> [AUFGABE]
Beantworte anhand des Textauszugs zur Gehaltsangabe in Bewerbungen:
(a) Nach wie vielen Minuten lag Peters Absage vor?
(b) Wer teilte Andrea am Telefon mit, dass sie ihr Wunschgehalt angeben müsse?
(c) Wonach bezahlte die Firma, bei der sich Andrea beworben hatte?

---------- TEXTAUSZUG ----------

Schreiben oder schweigen? Meine Zunft ist sich über diese Frage sehr uneins, deshalb greife ich sie hier noch einmal auf. Vorab zwei wahre Geschichten: Peter hatte die Absage auf seine Onlinebewerbung nach drei Minuten im Kasten. Offensichtlich, dass bei ihm a.) ein automatischer Filter wirkte und b.) dass das Gehalt zu hoch war. Andrea sollte in ihrer Bewerbung schreiben, was sie verdienen will, sonst könne ihre Bewerbung nicht berücksichtigt werden, verriet die Personalreferentin auf Nachfrage im Telefon. Was denn die Bandbreite sei, fragte Andrea. Das wolle man nicht verraten, so die Antwort. Also schrieb Andrea ein Pi-Mal-Daumen-Gehalt ins Anschreiben. Als sie nach der schnell folgenden Absage anrief, erfuhr sie, dass die Firma nach Tarif bezahlte und sie viel zu hoch gelegen hatte… Andrea ist sauer. Sie erzählt die Geschichte vielen Kollegen. Für das Image des durchaus bekannten Unternehmens kein Gewinn.

---------- DATENSÄTZE ----------

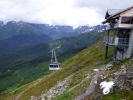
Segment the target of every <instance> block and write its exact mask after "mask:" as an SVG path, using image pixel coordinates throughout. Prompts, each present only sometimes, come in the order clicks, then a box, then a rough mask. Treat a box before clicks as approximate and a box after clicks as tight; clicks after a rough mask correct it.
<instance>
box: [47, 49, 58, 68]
mask: <svg viewBox="0 0 133 100" xmlns="http://www.w3.org/2000/svg"><path fill="white" fill-rule="evenodd" d="M51 52H52V57H51V64H50V65H49V70H60V64H59V62H58V61H57V57H56V52H55V49H53V50H52V51H51Z"/></svg>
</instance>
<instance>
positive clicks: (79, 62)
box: [0, 37, 133, 100]
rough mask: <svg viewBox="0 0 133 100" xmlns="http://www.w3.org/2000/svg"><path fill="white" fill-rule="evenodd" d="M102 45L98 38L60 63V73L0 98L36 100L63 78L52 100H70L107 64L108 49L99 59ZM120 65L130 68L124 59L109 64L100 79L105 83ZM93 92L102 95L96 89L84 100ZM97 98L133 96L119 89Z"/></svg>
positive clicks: (29, 83)
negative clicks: (59, 89) (64, 80)
mask: <svg viewBox="0 0 133 100" xmlns="http://www.w3.org/2000/svg"><path fill="white" fill-rule="evenodd" d="M101 38H102V37H101ZM102 43H103V42H102V41H101V39H100V40H99V39H98V40H97V41H96V43H95V44H94V45H92V46H91V47H89V48H86V49H84V50H82V51H81V52H80V53H78V54H76V55H75V56H73V57H71V58H69V59H67V60H66V61H64V62H63V63H62V64H61V70H59V71H53V72H51V73H50V74H49V75H46V76H44V77H42V78H39V79H37V80H36V81H33V82H31V83H29V84H26V85H24V86H22V87H20V88H18V89H17V90H16V91H12V92H10V93H8V94H4V95H3V96H0V99H1V100H14V99H18V100H29V99H30V98H31V97H35V98H36V99H37V98H38V99H39V98H41V95H42V94H44V93H46V92H47V91H48V90H49V89H51V88H52V87H55V85H56V84H58V83H60V82H61V81H63V80H64V79H66V80H67V79H68V80H69V81H68V83H67V86H66V89H64V91H63V92H62V93H61V94H58V95H56V97H53V98H52V99H53V100H72V99H74V98H75V97H78V96H79V95H81V94H83V93H84V92H85V91H86V89H87V87H89V84H90V82H91V80H90V79H91V76H92V77H93V75H94V73H93V69H94V68H100V66H103V65H104V66H105V65H106V64H108V63H109V62H110V61H111V57H110V56H111V55H112V50H111V49H110V54H109V59H107V60H105V59H104V56H103V55H104V48H103V45H102ZM123 64H128V66H132V60H124V61H123V62H119V63H117V64H115V65H113V66H114V67H113V68H111V70H105V72H104V73H103V74H104V75H105V77H106V78H105V79H104V80H109V77H111V75H112V73H114V72H117V71H118V70H119V69H120V66H122V65H123ZM103 68H104V67H103ZM105 68H106V67H105ZM57 88H58V87H57ZM97 93H98V94H99V93H102V92H101V91H100V90H99V89H98V87H97V89H96V90H95V91H94V93H93V94H92V95H91V96H89V97H86V99H87V98H89V99H92V100H93V99H94V98H95V96H96V94H97ZM115 93H116V94H115ZM100 95H101V98H99V99H102V100H120V99H121V98H124V97H126V98H128V99H127V100H132V97H133V95H132V92H129V91H121V90H119V89H118V90H117V89H116V90H115V92H112V93H110V94H109V95H107V96H102V94H100ZM115 96H116V97H115Z"/></svg>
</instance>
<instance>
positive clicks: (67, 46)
mask: <svg viewBox="0 0 133 100" xmlns="http://www.w3.org/2000/svg"><path fill="white" fill-rule="evenodd" d="M100 34H101V33H99V34H97V33H86V34H81V35H78V36H73V37H67V38H63V39H59V40H54V41H52V42H50V43H49V44H46V43H41V44H38V45H33V46H28V47H25V48H21V49H13V50H11V51H10V50H7V51H1V52H0V59H1V61H0V65H1V66H0V91H1V93H3V91H4V92H9V91H14V90H15V89H16V88H17V87H19V86H21V85H24V84H27V83H29V82H31V81H33V80H36V79H38V78H39V77H41V76H43V75H46V74H48V73H49V70H48V64H49V60H50V56H51V54H50V49H52V48H54V47H57V46H60V48H59V49H57V57H58V60H59V62H63V61H64V60H66V59H67V58H69V57H71V56H73V55H75V54H76V53H78V52H79V51H81V50H83V49H84V48H86V47H89V46H90V45H91V44H92V43H94V42H95V40H96V39H97V38H98V37H99V36H100ZM8 49H10V48H8ZM4 52H5V53H4ZM4 83H5V84H4Z"/></svg>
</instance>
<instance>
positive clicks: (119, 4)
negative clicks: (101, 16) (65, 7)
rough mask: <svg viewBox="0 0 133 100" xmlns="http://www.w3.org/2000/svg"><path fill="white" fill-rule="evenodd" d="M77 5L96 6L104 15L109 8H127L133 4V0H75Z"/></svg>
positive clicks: (110, 8) (85, 5)
mask: <svg viewBox="0 0 133 100" xmlns="http://www.w3.org/2000/svg"><path fill="white" fill-rule="evenodd" d="M75 6H77V7H81V8H82V7H88V8H94V9H96V11H97V12H98V13H100V14H102V15H103V14H105V12H106V11H107V9H125V8H127V7H130V6H133V0H104V1H100V0H75Z"/></svg>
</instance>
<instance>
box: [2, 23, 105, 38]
mask: <svg viewBox="0 0 133 100" xmlns="http://www.w3.org/2000/svg"><path fill="white" fill-rule="evenodd" d="M105 28H106V26H103V25H98V26H93V27H90V26H80V27H77V28H76V29H73V27H72V26H59V25H55V26H53V25H48V24H34V23H28V22H22V21H19V22H15V21H10V22H7V23H5V24H4V23H3V22H0V40H4V39H8V38H12V37H14V36H18V35H24V34H30V35H31V34H32V35H44V34H45V35H48V36H49V37H51V38H53V39H60V38H62V37H69V36H74V35H78V34H80V33H85V32H90V31H92V30H95V32H99V30H100V31H104V30H105Z"/></svg>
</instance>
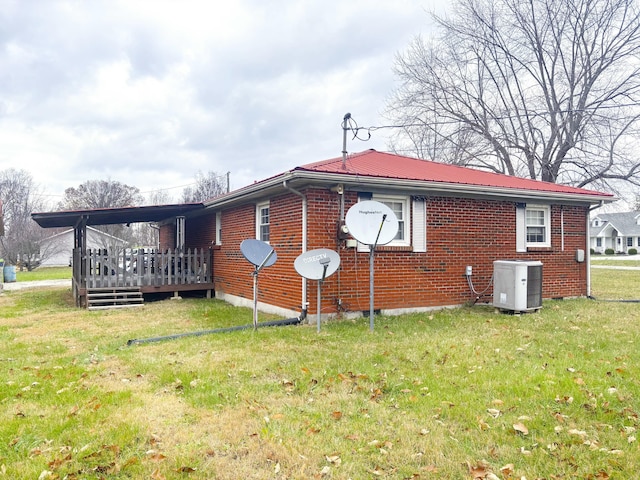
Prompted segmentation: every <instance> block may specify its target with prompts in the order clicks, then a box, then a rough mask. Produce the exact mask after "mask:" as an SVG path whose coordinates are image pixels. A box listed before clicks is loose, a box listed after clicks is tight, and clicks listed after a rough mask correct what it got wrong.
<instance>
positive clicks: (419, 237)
mask: <svg viewBox="0 0 640 480" xmlns="http://www.w3.org/2000/svg"><path fill="white" fill-rule="evenodd" d="M364 200H374V201H376V202H380V203H383V204H385V205H386V206H387V207H389V208H390V209H391V210H392V211H393V213H394V214H395V215H396V218H397V219H398V233H397V234H396V236H395V238H394V239H393V240H391V242H389V243H387V246H395V247H413V251H414V252H426V251H427V226H426V201H425V200H424V198H421V197H419V198H414V199H413V200H412V198H411V197H409V196H407V195H380V194H370V193H363V194H360V195H359V198H358V201H364ZM412 213H413V217H412ZM358 251H360V252H368V251H369V247H368V245H363V244H361V243H360V242H358Z"/></svg>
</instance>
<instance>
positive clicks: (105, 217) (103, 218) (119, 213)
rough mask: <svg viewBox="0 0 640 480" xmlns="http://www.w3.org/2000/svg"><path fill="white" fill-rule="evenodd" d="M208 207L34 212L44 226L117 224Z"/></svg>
mask: <svg viewBox="0 0 640 480" xmlns="http://www.w3.org/2000/svg"><path fill="white" fill-rule="evenodd" d="M202 209H204V205H203V204H202V203H181V204H173V205H147V206H142V207H120V208H96V209H91V210H65V211H61V212H42V213H32V214H31V218H33V220H35V221H36V223H37V224H38V225H40V226H41V227H43V228H54V227H77V226H78V225H80V224H84V225H114V224H126V223H142V222H160V221H162V220H167V219H170V218H173V217H177V216H181V215H186V214H188V213H192V212H196V211H198V210H202Z"/></svg>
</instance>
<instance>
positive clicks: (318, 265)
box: [293, 248, 340, 332]
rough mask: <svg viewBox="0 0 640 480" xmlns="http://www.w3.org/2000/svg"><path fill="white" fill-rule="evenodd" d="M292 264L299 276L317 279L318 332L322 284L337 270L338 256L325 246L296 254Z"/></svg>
mask: <svg viewBox="0 0 640 480" xmlns="http://www.w3.org/2000/svg"><path fill="white" fill-rule="evenodd" d="M293 266H294V268H295V269H296V272H298V273H299V274H300V276H302V277H304V278H306V279H308V280H317V281H318V310H317V311H318V314H317V321H316V322H317V324H318V332H320V317H321V312H322V309H321V301H322V293H321V290H322V284H323V283H324V280H325V278H327V277H329V276H331V275H333V274H334V273H335V272H336V271H337V270H338V267H339V266H340V256H339V255H338V254H337V253H336V252H334V251H333V250H328V249H326V248H320V249H317V250H310V251H308V252H302V253H301V254H300V255H298V258H296V260H295V262H293Z"/></svg>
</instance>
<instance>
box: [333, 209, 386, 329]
mask: <svg viewBox="0 0 640 480" xmlns="http://www.w3.org/2000/svg"><path fill="white" fill-rule="evenodd" d="M345 223H346V225H347V228H348V229H349V233H351V235H353V237H354V238H355V239H356V240H358V241H359V242H360V243H364V244H365V245H369V330H371V331H373V316H374V309H373V305H374V302H373V292H374V288H373V255H374V251H375V249H376V245H386V244H387V243H389V242H390V241H391V240H393V239H394V238H395V237H396V235H397V234H398V217H396V214H395V213H393V210H391V209H390V208H389V207H387V206H386V205H385V204H384V203H380V202H376V201H374V200H365V201H364V202H358V203H356V204H355V205H353V206H352V207H351V208H350V209H349V211H348V212H347V216H346V217H345Z"/></svg>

----------

> [ANTWORT]
(a) Nach drei Minuten.
(b) Die Personalreferentin.
(c) Nach Tarif.